Pointing records:
------------------------------------------------------------

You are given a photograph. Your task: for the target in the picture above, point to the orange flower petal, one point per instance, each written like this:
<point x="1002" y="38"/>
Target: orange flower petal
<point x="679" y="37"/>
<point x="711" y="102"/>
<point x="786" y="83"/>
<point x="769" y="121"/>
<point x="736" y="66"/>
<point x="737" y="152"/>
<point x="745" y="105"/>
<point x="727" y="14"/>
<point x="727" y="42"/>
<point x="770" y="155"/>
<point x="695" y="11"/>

------------------------------------------------------------

§ Required task:
Could you turn the rows above into a Markdown table with a "No" column for the line number and a "Line" column for the text of each line, leaving out blank lines?

§ Full response:
| No | Line |
|---|---|
| 1 | You are given a photograph. Your task: for the target in the picture above, point to the orange flower petal, one point per instance, each written like this: |
| 2 | <point x="1002" y="38"/> |
| 3 | Target: orange flower petal |
| 4 | <point x="679" y="37"/> |
| 5 | <point x="711" y="102"/> |
| 6 | <point x="786" y="83"/> |
| 7 | <point x="769" y="121"/> |
| 8 | <point x="736" y="66"/> |
| 9 | <point x="737" y="152"/> |
| 10 | <point x="745" y="105"/> |
| 11 | <point x="727" y="14"/> |
| 12 | <point x="727" y="42"/> |
| 13 | <point x="770" y="155"/> |
| 14 | <point x="695" y="11"/> |